__Given entries__.
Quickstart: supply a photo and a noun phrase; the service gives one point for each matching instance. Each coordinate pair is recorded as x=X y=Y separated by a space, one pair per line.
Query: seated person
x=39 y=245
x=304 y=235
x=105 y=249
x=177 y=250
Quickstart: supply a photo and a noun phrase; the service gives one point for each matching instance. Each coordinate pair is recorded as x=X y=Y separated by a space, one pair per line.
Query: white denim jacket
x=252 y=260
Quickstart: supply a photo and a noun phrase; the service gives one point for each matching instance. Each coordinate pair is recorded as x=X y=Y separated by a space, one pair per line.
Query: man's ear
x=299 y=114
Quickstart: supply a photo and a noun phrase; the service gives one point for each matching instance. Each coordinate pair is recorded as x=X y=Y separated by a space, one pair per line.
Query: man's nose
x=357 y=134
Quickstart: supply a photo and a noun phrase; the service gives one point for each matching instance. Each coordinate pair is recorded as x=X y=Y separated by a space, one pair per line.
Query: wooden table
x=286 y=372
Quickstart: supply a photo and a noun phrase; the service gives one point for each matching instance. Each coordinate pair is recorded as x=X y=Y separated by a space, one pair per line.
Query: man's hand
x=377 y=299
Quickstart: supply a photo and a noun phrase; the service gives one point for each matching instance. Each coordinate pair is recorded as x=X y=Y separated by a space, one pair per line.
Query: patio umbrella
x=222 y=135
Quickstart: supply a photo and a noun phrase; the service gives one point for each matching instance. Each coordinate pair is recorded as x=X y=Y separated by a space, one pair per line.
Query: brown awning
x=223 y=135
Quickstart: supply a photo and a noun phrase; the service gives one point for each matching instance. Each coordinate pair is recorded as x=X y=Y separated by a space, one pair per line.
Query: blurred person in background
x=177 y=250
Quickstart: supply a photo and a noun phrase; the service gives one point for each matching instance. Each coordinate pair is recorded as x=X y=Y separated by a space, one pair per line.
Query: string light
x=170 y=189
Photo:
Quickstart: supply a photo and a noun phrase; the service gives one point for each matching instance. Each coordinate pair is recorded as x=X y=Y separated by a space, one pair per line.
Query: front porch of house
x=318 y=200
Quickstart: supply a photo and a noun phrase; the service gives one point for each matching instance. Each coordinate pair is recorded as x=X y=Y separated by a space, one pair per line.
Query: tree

__Your assignment__.
Copy every record shown above, exactly and completely.

__Task result__.
Quickstart: supply a photo and a noun phrase; the service gives one point for each matching instance. Each coordinate pair is recorded as x=X y=Y separated by a space, one pair per line.
Query: seated person
x=39 y=245
x=304 y=235
x=105 y=249
x=177 y=250
Quickstart: supply a photo and a noun phrase; the service gives one point for each matching instance. Each coordinate pair is recorded as x=X y=Y separated by a space, one pair per line.
Query: white denim jacket
x=252 y=260
Quickstart: supply a photo and a noun phrase; the service gives one point for each matching instance. Each coordinate pair is recorded as x=X y=Y separated by a space, one pair per line.
Query: man's ear
x=299 y=114
Quickstart: supply a photo and a noun phrase; the service gives one point for each matching instance. Each coordinate pair is recorded as x=X y=Y separated by a space, one pair per line.
Query: man's nose
x=357 y=134
Quickstart: supply a photo and a noun phrase; the service gives one point for each matching instance. Each coordinate pair is recorded as x=X y=Y separated by a space, one pair per line.
Query: wooden table
x=286 y=372
Quickstart: supply a photo and a noun phrase; the service gives one point for each matching instance. Each coordinate pair is recorded as x=X y=Y separated by a space, one pair per line.
Query: man's hand
x=377 y=299
Quickstart: supply a photo and a noun phrase; the service gives one point for each matching instance. Each coordinate pair is recorded as x=X y=Y separated by a space, one pair per line.
Query: patio umbrella
x=222 y=135
Quickstart: supply a photo and a noun phrase; the service gives one point for each matching instance. Each coordinate pair is recorded as x=X y=Y separated by a space, one pair per line.
Query: brown awning
x=223 y=135
Quickstart: supply a photo and a noun phrase; the service gives one point for each matching instance. Each coordinate pair is recorded as x=X y=Y separated by a space, one pair per line.
Query: blurred person in background
x=177 y=250
Quickstart: supply a photo and a noun phrase; the service gives one point for each matching instance. Each coordinate pair is recorded as x=X y=Y separated by a space, one pair per line.
Query: string light
x=170 y=189
Photo:
Quickstart: supply a photo and a noun phrase; the service gives one point for each matching instance. Each coordinate pair is recorded as x=X y=Y separated by a space, one pair per line.
Query: front porch of house
x=318 y=200
Quickstart: supply a photo and a noun phrase; the service gives one point for each matching instance. Each coordinate pair is recorded as x=X y=Y separated by a space, one pair per line.
Query: tree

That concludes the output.